Your task – Reproduce every entry below precisely. Pictures are excluded from the copy.
☆ ☆ ☆
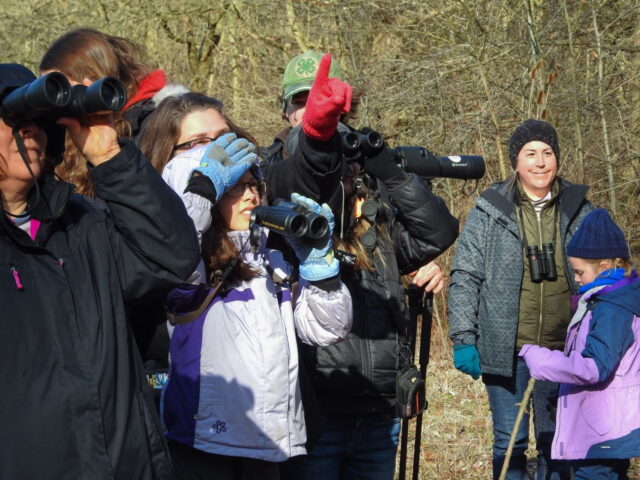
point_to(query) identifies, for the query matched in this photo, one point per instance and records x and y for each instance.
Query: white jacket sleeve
(176, 174)
(322, 317)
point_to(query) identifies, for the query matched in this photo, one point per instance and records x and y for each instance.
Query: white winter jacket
(233, 380)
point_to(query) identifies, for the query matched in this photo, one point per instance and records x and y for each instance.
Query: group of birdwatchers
(153, 329)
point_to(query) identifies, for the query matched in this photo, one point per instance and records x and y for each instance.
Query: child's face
(586, 271)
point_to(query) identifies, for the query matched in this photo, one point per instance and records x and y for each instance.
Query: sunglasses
(239, 188)
(195, 142)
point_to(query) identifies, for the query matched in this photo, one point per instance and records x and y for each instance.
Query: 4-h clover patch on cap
(300, 72)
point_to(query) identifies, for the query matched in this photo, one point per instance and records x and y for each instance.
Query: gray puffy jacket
(484, 293)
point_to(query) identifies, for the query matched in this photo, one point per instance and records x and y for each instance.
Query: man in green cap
(355, 382)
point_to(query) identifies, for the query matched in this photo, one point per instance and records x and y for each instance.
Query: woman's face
(12, 167)
(200, 128)
(537, 167)
(236, 210)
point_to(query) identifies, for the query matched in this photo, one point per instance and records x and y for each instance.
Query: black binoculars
(51, 97)
(542, 263)
(290, 219)
(418, 160)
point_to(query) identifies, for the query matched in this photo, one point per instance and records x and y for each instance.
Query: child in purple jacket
(598, 418)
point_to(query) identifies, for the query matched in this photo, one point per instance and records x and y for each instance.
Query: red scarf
(148, 87)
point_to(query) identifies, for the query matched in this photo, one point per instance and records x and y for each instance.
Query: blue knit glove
(224, 162)
(316, 260)
(467, 360)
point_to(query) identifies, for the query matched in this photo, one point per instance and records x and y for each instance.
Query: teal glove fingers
(467, 360)
(217, 165)
(316, 259)
(240, 149)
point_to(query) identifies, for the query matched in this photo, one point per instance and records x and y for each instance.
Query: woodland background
(453, 76)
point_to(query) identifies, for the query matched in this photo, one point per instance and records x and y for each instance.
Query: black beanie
(529, 131)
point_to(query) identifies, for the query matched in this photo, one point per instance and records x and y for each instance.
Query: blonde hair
(88, 53)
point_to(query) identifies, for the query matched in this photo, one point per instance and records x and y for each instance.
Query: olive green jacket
(544, 306)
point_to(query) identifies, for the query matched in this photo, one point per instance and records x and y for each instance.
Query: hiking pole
(512, 441)
(414, 300)
(425, 350)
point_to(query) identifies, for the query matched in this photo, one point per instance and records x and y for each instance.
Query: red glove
(328, 99)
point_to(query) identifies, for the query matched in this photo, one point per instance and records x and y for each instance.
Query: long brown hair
(162, 129)
(88, 53)
(157, 141)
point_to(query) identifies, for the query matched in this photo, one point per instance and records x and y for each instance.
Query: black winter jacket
(72, 405)
(357, 376)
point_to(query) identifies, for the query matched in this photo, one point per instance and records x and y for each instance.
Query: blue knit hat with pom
(598, 237)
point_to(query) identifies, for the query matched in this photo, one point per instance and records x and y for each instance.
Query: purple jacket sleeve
(555, 366)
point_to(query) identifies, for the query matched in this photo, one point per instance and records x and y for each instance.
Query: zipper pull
(16, 278)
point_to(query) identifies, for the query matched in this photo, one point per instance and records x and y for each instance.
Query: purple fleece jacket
☆ ☆ ☆
Written reply –
point_to(query) identifies, for the query matched in this photo, one point per instance and records x and y for each instance.
Query: white jacket sleeve
(176, 174)
(322, 317)
point_to(query) identifies, for the query matched in this photo, one point per instance and records x and y for each instance.
Query: white winter jacket
(233, 380)
point_to(query) identifies, for the query matched in this photo, one point per instance and records x and y for each instance.
Query: group of birdwatchers
(153, 329)
point_to(query) identifies, for the query matched in this photo, one point per instance and records x and y for each instance.
Query: child's face
(586, 271)
point_to(query) identifies, for the query matched in this photo, one point per instance and records x and y for each instance.
Query: sunglasses
(239, 188)
(195, 142)
point_to(query) identifies, for the query matched in this photo, one point per instance and records x and y for each instance.
Query: 4-h clover patch on cap
(300, 72)
point_to(query) identifies, for the query matched in this photo, one point per instance and records x and y for each instance.
Query: gray puffy jacket
(484, 293)
point_to(query) identifies, for the query matched in this photo, one point per instance and records x and y for each instance.
Query: man in green cap
(355, 382)
point_to(query) identifies, for the query matched in this photo, one point per instance and records x and y for each instance.
Query: woman's face
(12, 167)
(200, 128)
(537, 167)
(236, 210)
point_to(query) identifies, for the query matched in this photo, one point per instance and records x and y for each instance.
Query: black binoculars
(51, 97)
(542, 263)
(290, 219)
(418, 160)
point_to(query) identifies, for the query matched in this photo, one point per instance and records x and y for each instance.
Query: child in purple jacket
(598, 418)
point_to(query) identifies, for the query matched in this photo, one point per instance and records x and y for each instance.
Query: red scarf
(148, 87)
point_to(query) identifies, for the query matched in this photo, one point per instance and records x and y for each instance.
Query: blue knit glove
(224, 162)
(316, 260)
(467, 360)
point_to(query) identifies, for the query matched in this photo, one point per instance and records x and y for each instance.
Query: teal glove fingers
(467, 360)
(217, 165)
(316, 259)
(240, 149)
point_to(query) identifies, for the query matched in this photo, one point per instance and records x and y for each instance.
Query: woodland background
(453, 76)
point_to(query) identifies, for the query matched in this photo, one point per instance and records x and y for each instance.
Query: black beanie
(529, 131)
point_to(query) identifies, for the query matched in this photo, one point per instance and records x and y for each instance.
Query: blonde hair
(88, 53)
point_to(query) identifies, for the query matched in this photo, one point per instance and records x and y for each instance.
Query: olive green jacket
(544, 306)
point_to(query) identifies, for the query matched in this photo, one point per instance and records x and y for each instance.
Query: hiking pole
(512, 441)
(414, 300)
(425, 350)
point_to(query) identifies, for the query matched in this photo, one point per instance and records x and y for each instance.
Query: red glove
(328, 99)
point_to(query) identifies, for the query matched in this photo, one point per instance and records x and y for each instance.
Query: long brown hair
(162, 129)
(88, 53)
(157, 141)
point_to(query) identifies, for the query matched in this photo, one point per instance and records x and y for each instance.
Query: black winter jacket
(72, 405)
(357, 376)
point_to(query) identifies, for the query matched in this photo, one point per instance and records x and y for each instance.
Query: blue knit hat with pom
(598, 237)
point_to(query) identifies, for the query matched in this photo, one point per instance and records x and y for each instance.
Query: purple jacket sleeve
(555, 366)
point_to(query) identifies, for the query matched in this photo, one point per instance and records x and y for each instance.
Query: zipper pull
(16, 278)
point_to(query) identifies, for the query matched in this photo, one point per instance and records x and y for each instance.
Query: purple fleece jacket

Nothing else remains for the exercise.